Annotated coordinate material
++++++++

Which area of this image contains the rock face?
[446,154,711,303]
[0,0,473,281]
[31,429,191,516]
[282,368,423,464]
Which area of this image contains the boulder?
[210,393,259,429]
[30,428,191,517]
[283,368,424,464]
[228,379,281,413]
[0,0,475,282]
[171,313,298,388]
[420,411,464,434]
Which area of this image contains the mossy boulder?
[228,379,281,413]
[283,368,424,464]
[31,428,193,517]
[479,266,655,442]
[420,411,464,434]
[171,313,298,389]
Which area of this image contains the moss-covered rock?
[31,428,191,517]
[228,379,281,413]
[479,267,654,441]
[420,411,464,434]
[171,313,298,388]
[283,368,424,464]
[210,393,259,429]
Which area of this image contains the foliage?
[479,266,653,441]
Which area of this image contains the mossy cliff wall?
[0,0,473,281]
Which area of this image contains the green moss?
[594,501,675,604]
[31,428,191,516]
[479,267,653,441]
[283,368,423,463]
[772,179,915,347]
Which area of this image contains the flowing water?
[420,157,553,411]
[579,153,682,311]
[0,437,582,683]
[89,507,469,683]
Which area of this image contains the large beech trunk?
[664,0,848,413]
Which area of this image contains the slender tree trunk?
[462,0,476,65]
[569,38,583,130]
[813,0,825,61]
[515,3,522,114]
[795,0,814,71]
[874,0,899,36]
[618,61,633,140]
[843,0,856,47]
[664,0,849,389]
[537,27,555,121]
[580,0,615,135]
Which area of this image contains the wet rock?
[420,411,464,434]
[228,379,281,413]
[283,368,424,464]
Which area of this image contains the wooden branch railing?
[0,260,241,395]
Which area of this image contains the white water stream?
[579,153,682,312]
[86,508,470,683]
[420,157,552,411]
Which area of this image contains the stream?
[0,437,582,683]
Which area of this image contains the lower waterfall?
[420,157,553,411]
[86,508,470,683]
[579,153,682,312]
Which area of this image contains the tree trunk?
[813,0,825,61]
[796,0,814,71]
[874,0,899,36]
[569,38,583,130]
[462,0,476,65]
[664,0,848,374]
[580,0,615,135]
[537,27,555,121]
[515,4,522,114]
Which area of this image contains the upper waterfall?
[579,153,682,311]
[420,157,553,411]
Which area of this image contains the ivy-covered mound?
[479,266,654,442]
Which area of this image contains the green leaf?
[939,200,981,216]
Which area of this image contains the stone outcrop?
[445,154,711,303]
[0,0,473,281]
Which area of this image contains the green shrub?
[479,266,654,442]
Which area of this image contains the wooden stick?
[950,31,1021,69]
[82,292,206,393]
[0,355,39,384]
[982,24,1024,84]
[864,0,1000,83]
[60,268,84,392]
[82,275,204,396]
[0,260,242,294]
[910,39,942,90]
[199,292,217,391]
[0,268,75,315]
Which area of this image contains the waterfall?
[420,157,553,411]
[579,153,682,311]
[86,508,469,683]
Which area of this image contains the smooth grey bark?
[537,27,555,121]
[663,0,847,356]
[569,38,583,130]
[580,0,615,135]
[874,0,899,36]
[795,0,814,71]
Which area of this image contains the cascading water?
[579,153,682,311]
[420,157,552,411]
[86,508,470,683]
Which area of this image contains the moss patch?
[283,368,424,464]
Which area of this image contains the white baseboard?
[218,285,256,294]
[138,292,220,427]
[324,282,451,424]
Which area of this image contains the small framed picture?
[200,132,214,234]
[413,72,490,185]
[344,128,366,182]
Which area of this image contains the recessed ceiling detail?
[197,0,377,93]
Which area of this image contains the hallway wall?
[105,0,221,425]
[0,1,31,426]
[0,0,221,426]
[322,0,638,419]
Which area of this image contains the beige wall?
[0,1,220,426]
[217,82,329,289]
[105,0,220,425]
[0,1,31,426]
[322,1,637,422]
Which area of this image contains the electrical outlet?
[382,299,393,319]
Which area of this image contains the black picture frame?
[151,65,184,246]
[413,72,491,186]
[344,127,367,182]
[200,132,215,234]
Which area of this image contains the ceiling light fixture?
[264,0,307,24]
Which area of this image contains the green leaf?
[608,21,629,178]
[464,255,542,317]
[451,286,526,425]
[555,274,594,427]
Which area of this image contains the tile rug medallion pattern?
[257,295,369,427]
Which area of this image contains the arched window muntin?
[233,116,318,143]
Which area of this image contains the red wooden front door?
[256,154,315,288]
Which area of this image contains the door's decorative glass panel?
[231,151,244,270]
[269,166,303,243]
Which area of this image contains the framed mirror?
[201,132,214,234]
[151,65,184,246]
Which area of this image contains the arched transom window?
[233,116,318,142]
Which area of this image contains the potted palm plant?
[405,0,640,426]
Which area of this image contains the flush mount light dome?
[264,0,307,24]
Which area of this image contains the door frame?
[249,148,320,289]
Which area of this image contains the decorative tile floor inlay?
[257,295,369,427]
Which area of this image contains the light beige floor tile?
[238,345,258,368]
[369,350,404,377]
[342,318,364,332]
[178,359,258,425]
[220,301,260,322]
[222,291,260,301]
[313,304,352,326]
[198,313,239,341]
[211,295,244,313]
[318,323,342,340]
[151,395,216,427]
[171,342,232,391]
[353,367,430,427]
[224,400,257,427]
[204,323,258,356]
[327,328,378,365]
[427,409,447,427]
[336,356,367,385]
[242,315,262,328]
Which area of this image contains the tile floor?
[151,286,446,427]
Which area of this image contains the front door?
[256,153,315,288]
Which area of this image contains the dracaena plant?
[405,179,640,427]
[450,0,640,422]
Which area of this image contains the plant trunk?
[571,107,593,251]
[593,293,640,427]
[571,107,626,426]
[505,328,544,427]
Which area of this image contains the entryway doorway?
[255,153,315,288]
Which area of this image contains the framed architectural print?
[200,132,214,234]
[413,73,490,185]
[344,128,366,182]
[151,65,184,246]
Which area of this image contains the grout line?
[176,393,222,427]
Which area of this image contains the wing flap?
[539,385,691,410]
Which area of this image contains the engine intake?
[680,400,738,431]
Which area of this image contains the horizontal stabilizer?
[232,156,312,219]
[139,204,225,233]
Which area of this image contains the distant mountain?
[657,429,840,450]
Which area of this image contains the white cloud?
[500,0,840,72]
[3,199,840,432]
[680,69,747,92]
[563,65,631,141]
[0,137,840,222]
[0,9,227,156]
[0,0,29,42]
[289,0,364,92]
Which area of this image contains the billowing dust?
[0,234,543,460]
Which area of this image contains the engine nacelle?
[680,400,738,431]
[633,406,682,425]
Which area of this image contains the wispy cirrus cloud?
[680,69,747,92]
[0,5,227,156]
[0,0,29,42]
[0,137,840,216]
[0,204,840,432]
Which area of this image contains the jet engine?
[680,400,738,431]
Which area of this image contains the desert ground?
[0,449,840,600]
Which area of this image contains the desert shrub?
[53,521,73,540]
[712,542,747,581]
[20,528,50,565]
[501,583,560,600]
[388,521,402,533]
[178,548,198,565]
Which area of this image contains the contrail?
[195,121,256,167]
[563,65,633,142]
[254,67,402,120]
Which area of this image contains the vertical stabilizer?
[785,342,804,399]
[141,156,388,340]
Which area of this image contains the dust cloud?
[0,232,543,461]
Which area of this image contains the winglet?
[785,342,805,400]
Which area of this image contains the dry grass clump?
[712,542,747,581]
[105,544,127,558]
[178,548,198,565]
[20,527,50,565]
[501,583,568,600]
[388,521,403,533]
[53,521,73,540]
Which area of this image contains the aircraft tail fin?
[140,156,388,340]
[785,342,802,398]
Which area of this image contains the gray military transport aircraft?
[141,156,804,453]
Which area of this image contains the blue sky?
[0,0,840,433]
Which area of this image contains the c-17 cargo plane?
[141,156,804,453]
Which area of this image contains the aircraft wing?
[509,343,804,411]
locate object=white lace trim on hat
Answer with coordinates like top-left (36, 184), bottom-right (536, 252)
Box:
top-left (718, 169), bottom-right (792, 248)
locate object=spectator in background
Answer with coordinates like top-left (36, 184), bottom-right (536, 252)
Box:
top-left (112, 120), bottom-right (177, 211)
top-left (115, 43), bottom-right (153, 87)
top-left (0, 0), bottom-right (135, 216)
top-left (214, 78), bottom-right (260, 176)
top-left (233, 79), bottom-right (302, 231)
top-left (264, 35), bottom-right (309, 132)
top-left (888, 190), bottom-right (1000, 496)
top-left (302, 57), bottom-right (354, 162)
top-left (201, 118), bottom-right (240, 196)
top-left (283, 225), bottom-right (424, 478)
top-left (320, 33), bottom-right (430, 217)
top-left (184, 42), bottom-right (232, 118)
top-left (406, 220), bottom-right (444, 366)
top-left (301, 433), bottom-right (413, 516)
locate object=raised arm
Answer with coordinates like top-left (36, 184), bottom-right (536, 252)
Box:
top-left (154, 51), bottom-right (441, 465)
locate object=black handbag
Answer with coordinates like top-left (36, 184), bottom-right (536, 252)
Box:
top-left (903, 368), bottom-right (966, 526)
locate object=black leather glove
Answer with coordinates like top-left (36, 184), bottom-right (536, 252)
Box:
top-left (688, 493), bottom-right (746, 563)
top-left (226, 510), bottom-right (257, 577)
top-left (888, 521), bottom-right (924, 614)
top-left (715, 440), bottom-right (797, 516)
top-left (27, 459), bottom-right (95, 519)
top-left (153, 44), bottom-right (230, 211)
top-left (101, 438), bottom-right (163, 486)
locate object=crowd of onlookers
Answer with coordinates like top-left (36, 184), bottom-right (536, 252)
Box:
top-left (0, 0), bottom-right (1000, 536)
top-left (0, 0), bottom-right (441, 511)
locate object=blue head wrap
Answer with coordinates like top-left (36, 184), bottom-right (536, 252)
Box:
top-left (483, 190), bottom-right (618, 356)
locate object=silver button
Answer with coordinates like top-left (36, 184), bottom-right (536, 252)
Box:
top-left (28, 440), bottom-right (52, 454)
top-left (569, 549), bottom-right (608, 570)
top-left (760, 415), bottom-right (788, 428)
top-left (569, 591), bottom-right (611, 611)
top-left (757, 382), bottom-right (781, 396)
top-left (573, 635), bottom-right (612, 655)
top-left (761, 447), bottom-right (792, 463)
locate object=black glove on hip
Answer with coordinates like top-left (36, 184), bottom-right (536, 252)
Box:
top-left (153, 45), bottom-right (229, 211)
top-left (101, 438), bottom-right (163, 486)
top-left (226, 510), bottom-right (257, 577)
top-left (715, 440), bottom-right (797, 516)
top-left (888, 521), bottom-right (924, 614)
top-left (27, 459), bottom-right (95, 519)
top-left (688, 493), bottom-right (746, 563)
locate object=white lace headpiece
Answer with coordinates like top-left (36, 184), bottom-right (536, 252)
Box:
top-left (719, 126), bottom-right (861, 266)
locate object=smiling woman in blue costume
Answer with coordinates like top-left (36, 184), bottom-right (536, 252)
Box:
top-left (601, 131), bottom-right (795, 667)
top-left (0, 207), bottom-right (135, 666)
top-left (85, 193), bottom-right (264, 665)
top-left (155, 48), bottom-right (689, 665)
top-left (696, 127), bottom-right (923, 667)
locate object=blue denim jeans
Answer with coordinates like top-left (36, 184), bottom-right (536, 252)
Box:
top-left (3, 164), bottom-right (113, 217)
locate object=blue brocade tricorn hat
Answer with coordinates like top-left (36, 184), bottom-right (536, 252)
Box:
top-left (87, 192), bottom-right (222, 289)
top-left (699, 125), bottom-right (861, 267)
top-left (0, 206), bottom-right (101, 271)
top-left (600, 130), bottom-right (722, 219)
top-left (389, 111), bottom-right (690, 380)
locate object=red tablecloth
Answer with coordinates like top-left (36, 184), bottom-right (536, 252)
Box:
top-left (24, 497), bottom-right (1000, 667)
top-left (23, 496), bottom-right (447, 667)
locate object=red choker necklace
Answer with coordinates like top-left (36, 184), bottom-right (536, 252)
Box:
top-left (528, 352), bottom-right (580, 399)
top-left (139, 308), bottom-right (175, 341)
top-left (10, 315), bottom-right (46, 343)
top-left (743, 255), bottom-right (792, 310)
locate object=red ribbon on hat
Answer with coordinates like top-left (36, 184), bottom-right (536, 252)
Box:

++++++++

Render the material from the line with "locate object=silver button" up to and including the line with "top-left (761, 447), bottom-right (792, 463)" as a Markdown table. Use the columns Row and Line, and omit any blank lines.

> _Exercise solution_
| Row | Line |
|---|---|
| 1 | locate object=silver button |
| 2 | Answer with coordinates like top-left (36, 184), bottom-right (536, 252) |
| 3 | Box: |
| 4 | top-left (28, 440), bottom-right (52, 454) |
| 5 | top-left (569, 549), bottom-right (608, 570) |
| 6 | top-left (760, 415), bottom-right (788, 428) |
| 7 | top-left (569, 591), bottom-right (611, 611) |
| 8 | top-left (757, 382), bottom-right (781, 396) |
| 9 | top-left (573, 635), bottom-right (612, 655) |
| 10 | top-left (761, 447), bottom-right (792, 463) |